** START OF RECORDS PROVIDED **
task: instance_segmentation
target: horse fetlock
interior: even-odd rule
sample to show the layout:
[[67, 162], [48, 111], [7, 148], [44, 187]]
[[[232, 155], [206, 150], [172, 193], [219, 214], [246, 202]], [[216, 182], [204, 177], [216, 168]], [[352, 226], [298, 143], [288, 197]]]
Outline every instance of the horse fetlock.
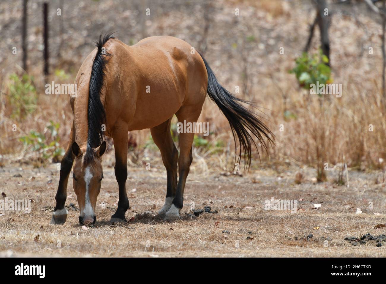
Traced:
[[171, 202], [173, 201], [173, 197], [167, 197], [165, 199], [165, 204], [164, 204], [161, 209], [158, 211], [158, 215], [161, 218], [163, 218], [165, 217], [165, 214], [171, 206]]
[[49, 223], [58, 225], [64, 224], [67, 219], [68, 214], [68, 211], [65, 208], [57, 210], [52, 213], [52, 218]]
[[117, 210], [112, 216], [110, 221], [114, 223], [125, 223], [127, 221], [125, 217], [125, 213], [126, 211], [121, 211]]
[[170, 206], [170, 209], [168, 210], [165, 214], [164, 221], [165, 222], [171, 222], [176, 219], [179, 218], [179, 211], [181, 208], [178, 208], [172, 204]]

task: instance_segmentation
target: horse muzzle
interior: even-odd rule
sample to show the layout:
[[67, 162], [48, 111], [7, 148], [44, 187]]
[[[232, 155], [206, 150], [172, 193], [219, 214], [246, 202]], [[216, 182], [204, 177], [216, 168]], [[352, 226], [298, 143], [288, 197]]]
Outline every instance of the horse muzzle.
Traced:
[[96, 221], [96, 216], [94, 216], [93, 218], [91, 217], [79, 216], [79, 223], [81, 225], [93, 225]]

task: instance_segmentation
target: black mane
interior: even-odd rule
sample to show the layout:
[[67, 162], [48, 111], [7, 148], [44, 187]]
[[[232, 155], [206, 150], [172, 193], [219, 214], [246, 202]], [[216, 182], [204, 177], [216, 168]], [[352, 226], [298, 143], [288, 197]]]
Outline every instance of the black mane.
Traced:
[[[106, 34], [103, 38], [101, 34], [99, 42], [94, 42], [98, 48], [98, 52], [94, 59], [90, 78], [87, 111], [88, 131], [87, 150], [85, 156], [85, 164], [94, 160], [95, 151], [92, 148], [98, 147], [105, 138], [102, 125], [106, 125], [106, 113], [100, 100], [100, 94], [103, 84], [103, 77], [107, 63], [107, 57], [111, 54], [105, 49], [103, 50], [102, 48], [107, 41], [114, 38], [113, 33]], [[105, 51], [103, 54], [102, 50]]]

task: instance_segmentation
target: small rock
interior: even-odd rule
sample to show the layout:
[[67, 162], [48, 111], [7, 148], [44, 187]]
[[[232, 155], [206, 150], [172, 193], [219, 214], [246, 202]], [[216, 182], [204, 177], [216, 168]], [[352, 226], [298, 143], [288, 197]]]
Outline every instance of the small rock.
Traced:
[[202, 209], [198, 209], [193, 211], [193, 213], [196, 216], [199, 216], [203, 213], [204, 211]]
** END OF RECORDS PROVIDED **
WORK TO COMPLETE
Print every record above exactly as written, leaving out the pictures.

OUTPUT FOR THIS TASK
task: instance_segmentation
target: horse fetlock
interior: even-odd rule
sample to show the layout:
[[67, 162], [48, 111], [7, 148], [44, 187]]
[[[232, 155], [206, 150], [172, 193], [219, 214], [246, 202]], [[216, 182], [204, 177], [216, 168]], [[352, 226], [298, 143], [288, 197]]]
Outline every instance of the horse fetlock.
Traced:
[[171, 202], [173, 201], [173, 197], [167, 197], [165, 199], [165, 204], [164, 204], [161, 209], [158, 211], [158, 215], [161, 218], [163, 218], [165, 217], [165, 214], [171, 206]]
[[49, 223], [58, 225], [64, 224], [67, 219], [68, 214], [68, 211], [65, 208], [57, 210], [52, 213], [52, 218]]
[[117, 210], [112, 216], [110, 221], [114, 223], [125, 223], [127, 221], [125, 217], [125, 213], [126, 211], [121, 211]]
[[170, 206], [170, 209], [168, 210], [165, 214], [164, 221], [165, 222], [171, 222], [176, 219], [179, 218], [179, 211], [181, 208], [178, 208], [172, 204]]

task: instance_segmentation
target: horse muzzle
interior: even-odd rule
sample to show the layout:
[[67, 162], [48, 111], [7, 148], [44, 187]]
[[[232, 155], [206, 150], [172, 193], [219, 214], [246, 202]], [[216, 182], [204, 177], [216, 168]], [[352, 226], [298, 143], [288, 197]]]
Outline every instance of the horse muzzle.
Traced:
[[96, 221], [96, 216], [94, 216], [93, 218], [91, 217], [79, 216], [79, 223], [81, 225], [93, 225]]

task: instance_segmentation
target: black mane
interior: even-odd rule
sample to show the layout:
[[67, 162], [48, 111], [7, 148], [44, 187]]
[[[232, 155], [206, 150], [172, 193], [219, 214], [246, 202]], [[216, 182], [204, 177], [216, 168]], [[352, 226], [298, 143], [288, 197]]]
Outline every instance of the black mane.
Traced:
[[[106, 34], [103, 38], [101, 34], [99, 42], [94, 42], [98, 48], [98, 52], [94, 59], [90, 78], [87, 111], [88, 131], [87, 150], [85, 156], [85, 164], [94, 160], [95, 151], [92, 148], [98, 147], [105, 138], [102, 125], [106, 125], [106, 113], [100, 100], [100, 94], [103, 84], [103, 77], [107, 63], [107, 57], [111, 54], [105, 49], [103, 50], [102, 48], [107, 41], [114, 38], [113, 33]], [[105, 51], [103, 54], [102, 50]]]

task: instance_segmentation
target: small rock
interior: even-odd rule
sample to show the layout:
[[67, 162], [48, 111], [7, 148], [44, 187]]
[[[232, 155], [206, 150], [172, 193], [219, 214], [246, 202]], [[216, 182], [204, 177], [216, 168]], [[352, 226], [298, 143], [288, 197]]]
Outline every instance of the small rock.
Traced:
[[202, 209], [198, 209], [193, 211], [193, 213], [196, 216], [199, 216], [203, 213], [204, 211]]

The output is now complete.